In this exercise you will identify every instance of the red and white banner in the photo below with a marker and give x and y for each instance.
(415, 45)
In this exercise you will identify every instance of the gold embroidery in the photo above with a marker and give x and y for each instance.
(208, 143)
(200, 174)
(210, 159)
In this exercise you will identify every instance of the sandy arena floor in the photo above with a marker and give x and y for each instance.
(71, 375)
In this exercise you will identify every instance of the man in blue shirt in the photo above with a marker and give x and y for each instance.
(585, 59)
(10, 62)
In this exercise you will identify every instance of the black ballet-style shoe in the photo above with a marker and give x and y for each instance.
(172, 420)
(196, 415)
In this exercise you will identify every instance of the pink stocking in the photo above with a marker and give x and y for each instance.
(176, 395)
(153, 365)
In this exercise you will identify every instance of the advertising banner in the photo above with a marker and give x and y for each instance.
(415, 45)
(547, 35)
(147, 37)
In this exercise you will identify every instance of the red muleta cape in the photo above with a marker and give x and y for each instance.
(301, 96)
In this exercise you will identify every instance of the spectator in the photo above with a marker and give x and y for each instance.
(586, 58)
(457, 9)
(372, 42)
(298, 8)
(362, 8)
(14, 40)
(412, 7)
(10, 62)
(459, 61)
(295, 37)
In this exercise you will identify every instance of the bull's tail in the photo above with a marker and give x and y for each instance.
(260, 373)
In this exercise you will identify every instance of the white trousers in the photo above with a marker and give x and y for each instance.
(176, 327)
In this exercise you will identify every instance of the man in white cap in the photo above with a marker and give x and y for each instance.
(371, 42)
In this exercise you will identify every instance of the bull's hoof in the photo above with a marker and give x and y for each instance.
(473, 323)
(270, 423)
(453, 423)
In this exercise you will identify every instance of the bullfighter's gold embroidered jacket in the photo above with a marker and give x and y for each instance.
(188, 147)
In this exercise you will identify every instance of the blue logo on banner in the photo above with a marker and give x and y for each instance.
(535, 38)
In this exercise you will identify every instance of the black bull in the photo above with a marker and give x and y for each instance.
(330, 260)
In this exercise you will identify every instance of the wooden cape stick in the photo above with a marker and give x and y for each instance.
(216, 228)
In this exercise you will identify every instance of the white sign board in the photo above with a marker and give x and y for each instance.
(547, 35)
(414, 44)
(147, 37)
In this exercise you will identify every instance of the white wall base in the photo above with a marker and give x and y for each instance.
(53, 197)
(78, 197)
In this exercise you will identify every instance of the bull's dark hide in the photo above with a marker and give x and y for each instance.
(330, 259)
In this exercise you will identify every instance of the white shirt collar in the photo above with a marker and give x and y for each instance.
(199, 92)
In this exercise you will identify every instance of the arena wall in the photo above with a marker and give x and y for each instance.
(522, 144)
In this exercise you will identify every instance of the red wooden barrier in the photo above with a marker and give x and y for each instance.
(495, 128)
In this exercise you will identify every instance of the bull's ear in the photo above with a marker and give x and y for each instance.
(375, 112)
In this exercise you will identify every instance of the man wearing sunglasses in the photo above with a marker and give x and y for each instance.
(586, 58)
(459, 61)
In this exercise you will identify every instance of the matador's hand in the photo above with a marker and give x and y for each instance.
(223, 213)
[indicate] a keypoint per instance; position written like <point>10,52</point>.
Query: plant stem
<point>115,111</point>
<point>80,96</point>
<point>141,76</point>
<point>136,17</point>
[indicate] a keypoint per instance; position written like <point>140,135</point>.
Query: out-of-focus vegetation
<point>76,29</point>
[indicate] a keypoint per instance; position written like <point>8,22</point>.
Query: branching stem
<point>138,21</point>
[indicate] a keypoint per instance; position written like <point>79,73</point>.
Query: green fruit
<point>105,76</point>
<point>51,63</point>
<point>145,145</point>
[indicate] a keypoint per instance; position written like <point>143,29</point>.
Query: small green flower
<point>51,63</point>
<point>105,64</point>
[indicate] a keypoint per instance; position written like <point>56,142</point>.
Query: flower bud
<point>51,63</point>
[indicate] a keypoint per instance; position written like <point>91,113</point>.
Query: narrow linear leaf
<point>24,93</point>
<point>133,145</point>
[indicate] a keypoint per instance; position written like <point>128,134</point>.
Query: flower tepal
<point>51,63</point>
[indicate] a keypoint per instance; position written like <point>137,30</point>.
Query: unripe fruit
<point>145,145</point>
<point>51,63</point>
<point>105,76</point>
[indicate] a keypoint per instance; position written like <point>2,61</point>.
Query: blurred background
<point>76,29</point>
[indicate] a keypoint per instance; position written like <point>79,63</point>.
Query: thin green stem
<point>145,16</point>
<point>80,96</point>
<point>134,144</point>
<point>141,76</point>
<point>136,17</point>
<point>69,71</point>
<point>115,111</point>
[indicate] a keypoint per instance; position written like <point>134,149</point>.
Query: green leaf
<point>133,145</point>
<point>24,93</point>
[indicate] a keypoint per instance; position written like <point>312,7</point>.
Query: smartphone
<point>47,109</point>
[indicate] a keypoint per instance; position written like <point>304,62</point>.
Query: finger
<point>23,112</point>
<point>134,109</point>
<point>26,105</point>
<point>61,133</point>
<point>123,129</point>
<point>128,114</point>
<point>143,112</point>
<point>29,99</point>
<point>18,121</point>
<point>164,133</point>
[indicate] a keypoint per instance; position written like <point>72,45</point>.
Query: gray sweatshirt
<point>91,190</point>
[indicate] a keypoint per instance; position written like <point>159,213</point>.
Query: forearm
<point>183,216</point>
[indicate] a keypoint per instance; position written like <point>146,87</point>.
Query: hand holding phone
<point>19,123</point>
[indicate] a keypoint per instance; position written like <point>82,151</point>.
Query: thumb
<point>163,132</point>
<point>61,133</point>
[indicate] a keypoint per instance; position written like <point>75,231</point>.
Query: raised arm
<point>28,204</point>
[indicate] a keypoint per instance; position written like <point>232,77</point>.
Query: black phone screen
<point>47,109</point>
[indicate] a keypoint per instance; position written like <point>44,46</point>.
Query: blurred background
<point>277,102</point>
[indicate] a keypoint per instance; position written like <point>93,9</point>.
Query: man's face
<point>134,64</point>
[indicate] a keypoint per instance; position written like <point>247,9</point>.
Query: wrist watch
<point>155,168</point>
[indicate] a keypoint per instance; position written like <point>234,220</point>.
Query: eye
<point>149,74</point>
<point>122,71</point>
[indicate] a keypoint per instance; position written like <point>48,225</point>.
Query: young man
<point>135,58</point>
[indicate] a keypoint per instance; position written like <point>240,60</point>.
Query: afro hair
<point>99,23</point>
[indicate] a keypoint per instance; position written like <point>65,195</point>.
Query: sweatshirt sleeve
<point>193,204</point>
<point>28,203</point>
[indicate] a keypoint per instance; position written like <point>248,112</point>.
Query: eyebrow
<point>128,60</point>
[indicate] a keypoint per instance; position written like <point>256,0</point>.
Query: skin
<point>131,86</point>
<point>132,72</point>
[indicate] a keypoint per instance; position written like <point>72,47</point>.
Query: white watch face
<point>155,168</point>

::::::

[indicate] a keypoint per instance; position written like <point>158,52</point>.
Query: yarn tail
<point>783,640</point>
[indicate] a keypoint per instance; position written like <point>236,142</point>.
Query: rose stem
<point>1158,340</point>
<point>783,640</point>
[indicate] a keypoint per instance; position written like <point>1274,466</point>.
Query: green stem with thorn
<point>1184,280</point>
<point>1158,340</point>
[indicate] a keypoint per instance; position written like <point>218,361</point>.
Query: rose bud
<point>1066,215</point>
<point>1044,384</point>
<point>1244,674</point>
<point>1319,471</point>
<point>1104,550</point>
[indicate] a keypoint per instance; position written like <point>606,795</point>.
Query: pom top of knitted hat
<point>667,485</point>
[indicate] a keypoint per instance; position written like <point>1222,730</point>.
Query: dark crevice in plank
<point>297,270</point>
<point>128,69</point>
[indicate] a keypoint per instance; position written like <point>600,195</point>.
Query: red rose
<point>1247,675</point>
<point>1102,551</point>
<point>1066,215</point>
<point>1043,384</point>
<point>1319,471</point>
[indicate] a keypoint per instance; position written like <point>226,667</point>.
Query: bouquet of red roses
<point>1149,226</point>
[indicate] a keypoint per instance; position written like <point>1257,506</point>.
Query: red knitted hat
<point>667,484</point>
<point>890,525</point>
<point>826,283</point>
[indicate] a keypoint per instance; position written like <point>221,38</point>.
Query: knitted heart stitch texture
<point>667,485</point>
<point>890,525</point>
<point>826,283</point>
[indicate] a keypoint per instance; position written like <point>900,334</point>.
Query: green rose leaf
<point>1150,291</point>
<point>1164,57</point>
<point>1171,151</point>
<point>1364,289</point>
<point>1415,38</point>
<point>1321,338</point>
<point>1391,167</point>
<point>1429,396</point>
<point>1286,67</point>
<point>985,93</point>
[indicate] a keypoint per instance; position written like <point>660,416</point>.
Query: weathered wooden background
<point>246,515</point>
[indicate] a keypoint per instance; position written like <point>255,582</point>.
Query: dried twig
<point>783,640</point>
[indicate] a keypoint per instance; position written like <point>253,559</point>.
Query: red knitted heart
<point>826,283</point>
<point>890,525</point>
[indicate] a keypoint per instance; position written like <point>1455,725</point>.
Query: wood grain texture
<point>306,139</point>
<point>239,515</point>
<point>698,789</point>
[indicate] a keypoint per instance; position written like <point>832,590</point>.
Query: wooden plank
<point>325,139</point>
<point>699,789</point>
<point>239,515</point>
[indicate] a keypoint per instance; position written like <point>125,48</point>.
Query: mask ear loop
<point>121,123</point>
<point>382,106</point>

::::::

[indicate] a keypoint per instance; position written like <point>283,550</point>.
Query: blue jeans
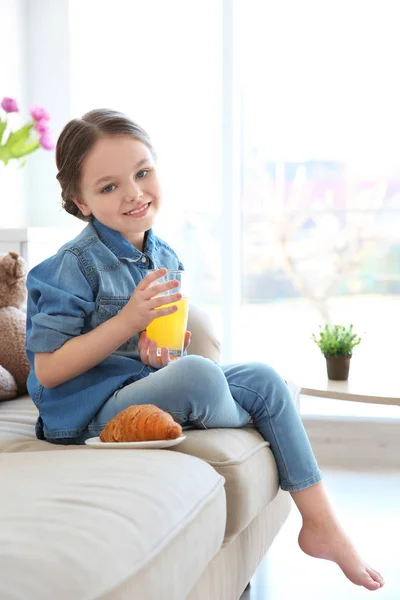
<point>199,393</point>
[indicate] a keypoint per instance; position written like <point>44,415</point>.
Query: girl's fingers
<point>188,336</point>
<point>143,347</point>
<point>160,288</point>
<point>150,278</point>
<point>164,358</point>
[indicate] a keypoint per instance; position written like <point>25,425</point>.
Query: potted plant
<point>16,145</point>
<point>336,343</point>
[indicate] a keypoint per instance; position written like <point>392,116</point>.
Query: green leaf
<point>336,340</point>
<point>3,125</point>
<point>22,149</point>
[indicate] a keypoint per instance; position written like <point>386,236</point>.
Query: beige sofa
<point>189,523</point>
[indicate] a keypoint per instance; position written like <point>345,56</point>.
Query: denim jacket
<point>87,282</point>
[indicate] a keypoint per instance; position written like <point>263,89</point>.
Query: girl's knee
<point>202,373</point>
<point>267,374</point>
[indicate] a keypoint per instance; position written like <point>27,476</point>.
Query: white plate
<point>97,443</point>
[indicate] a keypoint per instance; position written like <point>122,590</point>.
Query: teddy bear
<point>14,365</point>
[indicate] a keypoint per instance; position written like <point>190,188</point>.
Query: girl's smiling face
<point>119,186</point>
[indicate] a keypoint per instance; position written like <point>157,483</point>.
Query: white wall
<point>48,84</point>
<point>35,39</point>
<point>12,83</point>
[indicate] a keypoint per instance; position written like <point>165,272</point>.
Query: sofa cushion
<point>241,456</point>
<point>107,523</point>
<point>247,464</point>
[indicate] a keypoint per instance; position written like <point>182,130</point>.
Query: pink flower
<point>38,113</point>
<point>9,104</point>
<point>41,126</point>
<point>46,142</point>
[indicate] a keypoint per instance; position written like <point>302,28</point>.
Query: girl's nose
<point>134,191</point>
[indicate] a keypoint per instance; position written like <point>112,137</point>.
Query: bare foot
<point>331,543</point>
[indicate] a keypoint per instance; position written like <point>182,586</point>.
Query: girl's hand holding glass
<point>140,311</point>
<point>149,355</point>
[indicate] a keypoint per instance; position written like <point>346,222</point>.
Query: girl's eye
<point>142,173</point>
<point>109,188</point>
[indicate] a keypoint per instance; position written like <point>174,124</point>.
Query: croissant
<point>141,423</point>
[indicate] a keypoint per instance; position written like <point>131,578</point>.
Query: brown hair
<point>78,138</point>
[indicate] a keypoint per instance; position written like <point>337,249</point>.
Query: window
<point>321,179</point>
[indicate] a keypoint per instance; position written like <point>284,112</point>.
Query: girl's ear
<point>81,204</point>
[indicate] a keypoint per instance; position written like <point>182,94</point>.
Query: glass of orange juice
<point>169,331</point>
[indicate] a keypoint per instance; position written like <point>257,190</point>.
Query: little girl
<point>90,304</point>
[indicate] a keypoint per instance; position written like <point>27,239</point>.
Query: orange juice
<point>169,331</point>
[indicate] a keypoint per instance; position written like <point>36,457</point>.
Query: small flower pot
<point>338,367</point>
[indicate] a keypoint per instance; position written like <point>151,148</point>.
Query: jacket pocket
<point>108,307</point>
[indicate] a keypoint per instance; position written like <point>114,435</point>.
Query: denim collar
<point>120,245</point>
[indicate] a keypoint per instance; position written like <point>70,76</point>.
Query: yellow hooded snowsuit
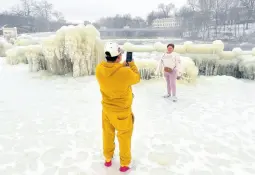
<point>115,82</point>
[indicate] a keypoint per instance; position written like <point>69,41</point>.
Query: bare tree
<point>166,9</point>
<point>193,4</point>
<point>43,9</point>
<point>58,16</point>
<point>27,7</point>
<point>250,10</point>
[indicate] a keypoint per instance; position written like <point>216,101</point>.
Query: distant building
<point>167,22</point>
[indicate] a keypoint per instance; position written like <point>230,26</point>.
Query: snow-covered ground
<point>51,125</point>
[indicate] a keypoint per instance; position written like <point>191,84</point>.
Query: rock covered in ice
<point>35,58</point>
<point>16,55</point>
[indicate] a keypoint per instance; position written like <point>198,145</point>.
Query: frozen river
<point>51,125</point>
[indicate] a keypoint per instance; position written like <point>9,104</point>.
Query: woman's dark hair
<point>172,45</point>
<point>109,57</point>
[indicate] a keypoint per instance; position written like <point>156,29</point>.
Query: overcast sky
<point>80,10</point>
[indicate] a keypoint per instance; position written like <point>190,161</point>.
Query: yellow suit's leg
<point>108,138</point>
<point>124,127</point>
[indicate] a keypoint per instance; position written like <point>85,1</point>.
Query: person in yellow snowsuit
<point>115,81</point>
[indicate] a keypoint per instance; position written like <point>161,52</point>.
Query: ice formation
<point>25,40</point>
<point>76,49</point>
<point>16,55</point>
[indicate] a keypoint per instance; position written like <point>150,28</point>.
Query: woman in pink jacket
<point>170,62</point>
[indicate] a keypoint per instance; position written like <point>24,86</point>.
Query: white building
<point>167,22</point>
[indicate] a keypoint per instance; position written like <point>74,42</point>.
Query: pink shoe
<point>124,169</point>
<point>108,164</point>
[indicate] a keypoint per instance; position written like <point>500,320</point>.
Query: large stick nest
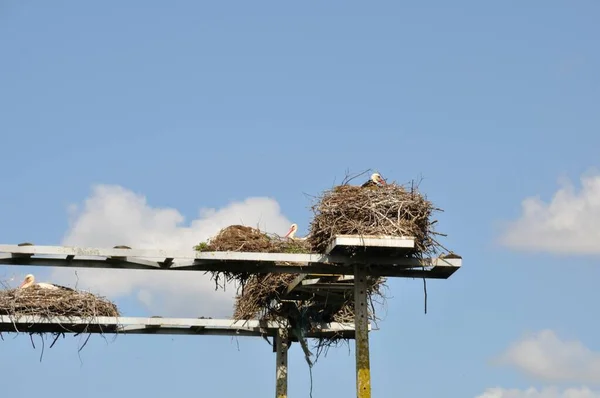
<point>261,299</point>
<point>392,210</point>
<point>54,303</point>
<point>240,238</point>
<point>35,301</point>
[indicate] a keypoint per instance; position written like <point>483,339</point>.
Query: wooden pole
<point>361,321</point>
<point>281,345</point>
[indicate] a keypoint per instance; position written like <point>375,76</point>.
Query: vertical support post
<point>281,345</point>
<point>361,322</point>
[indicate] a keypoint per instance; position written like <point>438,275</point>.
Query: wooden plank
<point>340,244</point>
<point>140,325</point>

::::::

**Task to complete:** Everything starting at the line containing "Query: potted plant" and ending at the line containing "written like <point>182,130</point>." in the records above should be repeated exactly, and only that.

**Response area:**
Query: potted plant
<point>16,145</point>
<point>336,343</point>
[indicate] a keypoint per instance; position written like <point>392,116</point>.
Query: green leaf
<point>336,340</point>
<point>3,125</point>
<point>22,149</point>
[indicate] a keypoint per instance; position written like <point>386,236</point>.
Query: beige sofa
<point>189,523</point>
[indicate] a keypoint per instance; position written like <point>345,56</point>.
Query: denim jacket
<point>87,282</point>
[indicate] a keypoint per instance; position written like <point>263,89</point>.
Query: girl's knee
<point>202,373</point>
<point>267,374</point>
[indicate] a keypoint per instance; position written like <point>27,476</point>.
Query: white plate
<point>97,443</point>
[indicate] a keypoint per instance; position written like <point>122,590</point>.
Query: teddy bear
<point>14,365</point>
[indicate] a keypoint per instance; position written like <point>190,188</point>.
Query: girl's smiling face
<point>119,186</point>
[indicate] a keypoint per instance; position written like <point>157,483</point>.
Query: white wall
<point>48,84</point>
<point>35,39</point>
<point>12,83</point>
[indicate] a keypoint per instance; position written like <point>165,272</point>.
Query: sofa cushion
<point>241,456</point>
<point>107,523</point>
<point>247,464</point>
[indicate] a keypoint per instance; position written like <point>182,130</point>.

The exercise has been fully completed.